WHAT THE TASK REQUIRES: Copy out the records word for word, between the lines holding "Objective — one point per instance of the child roller" and "[[170, 60]]", inclusive.

****************

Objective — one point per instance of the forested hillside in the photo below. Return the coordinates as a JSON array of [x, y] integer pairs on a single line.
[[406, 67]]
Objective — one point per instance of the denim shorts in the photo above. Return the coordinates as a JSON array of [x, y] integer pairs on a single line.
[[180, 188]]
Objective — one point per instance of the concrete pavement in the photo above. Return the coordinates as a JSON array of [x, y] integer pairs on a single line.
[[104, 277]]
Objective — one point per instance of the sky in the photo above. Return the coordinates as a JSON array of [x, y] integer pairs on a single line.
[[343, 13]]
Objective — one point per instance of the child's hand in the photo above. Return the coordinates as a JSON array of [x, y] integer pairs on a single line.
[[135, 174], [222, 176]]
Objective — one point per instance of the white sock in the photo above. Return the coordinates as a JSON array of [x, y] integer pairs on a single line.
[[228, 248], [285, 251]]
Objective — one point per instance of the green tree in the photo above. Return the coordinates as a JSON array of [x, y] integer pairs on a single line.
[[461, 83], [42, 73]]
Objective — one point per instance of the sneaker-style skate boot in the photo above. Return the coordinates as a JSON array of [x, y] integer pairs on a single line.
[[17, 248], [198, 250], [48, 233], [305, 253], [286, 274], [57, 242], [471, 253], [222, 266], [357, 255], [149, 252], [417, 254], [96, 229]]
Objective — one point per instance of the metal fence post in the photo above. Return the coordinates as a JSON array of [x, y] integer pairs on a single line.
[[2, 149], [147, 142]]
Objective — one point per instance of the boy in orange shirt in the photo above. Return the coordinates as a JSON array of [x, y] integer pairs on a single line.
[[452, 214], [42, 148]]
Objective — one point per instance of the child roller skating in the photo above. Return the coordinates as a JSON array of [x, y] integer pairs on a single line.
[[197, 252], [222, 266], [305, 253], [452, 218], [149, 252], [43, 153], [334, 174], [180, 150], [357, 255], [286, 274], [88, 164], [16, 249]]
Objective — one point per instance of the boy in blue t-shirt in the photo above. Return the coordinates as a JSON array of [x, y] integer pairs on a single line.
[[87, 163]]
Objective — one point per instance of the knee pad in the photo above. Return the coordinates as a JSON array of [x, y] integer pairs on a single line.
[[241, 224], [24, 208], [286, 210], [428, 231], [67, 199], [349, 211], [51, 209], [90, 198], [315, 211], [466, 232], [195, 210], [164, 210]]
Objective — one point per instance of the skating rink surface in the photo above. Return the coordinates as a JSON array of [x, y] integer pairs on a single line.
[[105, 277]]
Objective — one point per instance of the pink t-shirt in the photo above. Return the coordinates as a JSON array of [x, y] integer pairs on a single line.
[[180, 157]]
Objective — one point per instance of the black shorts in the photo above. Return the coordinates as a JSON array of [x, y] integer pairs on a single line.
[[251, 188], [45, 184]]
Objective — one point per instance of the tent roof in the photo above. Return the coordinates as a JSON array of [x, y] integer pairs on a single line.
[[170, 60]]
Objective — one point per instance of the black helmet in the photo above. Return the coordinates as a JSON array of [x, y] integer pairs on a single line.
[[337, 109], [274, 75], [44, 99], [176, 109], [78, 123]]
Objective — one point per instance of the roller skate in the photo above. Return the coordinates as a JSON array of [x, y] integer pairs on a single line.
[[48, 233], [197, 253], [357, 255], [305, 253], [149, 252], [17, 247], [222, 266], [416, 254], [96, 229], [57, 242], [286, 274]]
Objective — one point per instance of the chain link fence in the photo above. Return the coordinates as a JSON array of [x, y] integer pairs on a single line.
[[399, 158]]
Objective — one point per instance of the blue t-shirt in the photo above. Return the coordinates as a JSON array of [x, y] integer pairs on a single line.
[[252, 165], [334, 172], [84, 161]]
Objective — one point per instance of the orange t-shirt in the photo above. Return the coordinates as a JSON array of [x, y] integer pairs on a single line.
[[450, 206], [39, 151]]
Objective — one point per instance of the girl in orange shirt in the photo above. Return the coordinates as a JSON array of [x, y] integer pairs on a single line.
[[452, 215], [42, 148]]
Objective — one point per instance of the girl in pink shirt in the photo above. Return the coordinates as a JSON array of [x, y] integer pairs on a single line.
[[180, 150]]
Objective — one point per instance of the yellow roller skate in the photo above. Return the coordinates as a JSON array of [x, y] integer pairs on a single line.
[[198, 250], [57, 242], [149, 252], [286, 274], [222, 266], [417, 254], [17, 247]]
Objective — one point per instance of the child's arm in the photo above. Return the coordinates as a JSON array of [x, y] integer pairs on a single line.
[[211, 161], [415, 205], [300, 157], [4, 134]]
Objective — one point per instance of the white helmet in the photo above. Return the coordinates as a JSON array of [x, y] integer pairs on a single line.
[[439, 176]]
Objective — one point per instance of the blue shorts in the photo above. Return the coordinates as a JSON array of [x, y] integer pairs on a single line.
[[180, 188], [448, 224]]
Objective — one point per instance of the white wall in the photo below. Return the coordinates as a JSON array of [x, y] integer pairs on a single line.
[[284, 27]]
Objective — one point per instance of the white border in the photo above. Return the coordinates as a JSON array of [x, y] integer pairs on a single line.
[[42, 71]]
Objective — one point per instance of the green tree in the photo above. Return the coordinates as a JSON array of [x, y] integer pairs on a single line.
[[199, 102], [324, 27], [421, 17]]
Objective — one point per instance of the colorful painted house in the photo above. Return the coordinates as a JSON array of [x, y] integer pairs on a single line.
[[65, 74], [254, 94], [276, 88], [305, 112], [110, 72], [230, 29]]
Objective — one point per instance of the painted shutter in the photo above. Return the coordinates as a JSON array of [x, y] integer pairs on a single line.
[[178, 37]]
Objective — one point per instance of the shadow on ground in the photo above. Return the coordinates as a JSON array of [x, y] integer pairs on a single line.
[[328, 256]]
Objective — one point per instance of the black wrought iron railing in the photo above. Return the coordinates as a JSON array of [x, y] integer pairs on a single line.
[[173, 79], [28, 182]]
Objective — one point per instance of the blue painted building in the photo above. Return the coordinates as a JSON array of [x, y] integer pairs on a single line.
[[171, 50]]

****************

TASK OUTPUT:
Objective — one point per instance of the child roller skating in the photo above. Return the coordinates as a JSON array of [x, y] integer pairs on a single line.
[[197, 252], [222, 266], [305, 253], [452, 218], [149, 252], [43, 153], [334, 174], [180, 150], [357, 255], [286, 274], [88, 164], [16, 249]]
Objective — one point per instance of the boy in blue t-shirt in the photo above. Return the coordinates as a JSON array of [x, y] integer pairs on a single line.
[[87, 163]]
Objective — one point per instance of the knee pad in the photo above. Return the coordinates as a JSON array of [x, y] integer pairs on a single line.
[[241, 224], [24, 208], [286, 210], [428, 231], [67, 199], [349, 211], [51, 209], [90, 198], [315, 211], [466, 232], [195, 210], [164, 210]]
Objective — one point per instance of the skating rink surface in the photo above. Return the coordinates as a JSON array of [x, y] integer pairs on a single line.
[[105, 277]]
Objective — one point per instance of the pink t-shirt in the photo above. Return the coordinates as a JSON array of [x, y] integer pairs on a single line.
[[180, 157]]
Objective — one point per instance of the black shorts in the photo above. Return the coordinates as a JSON array of [x, y] integer pairs on a single line.
[[251, 188], [45, 184]]
Objective — one point per instance of the tent roof in the photo above. Return the coordinates as a JSON array of [x, y] integer pairs on a single line.
[[170, 60]]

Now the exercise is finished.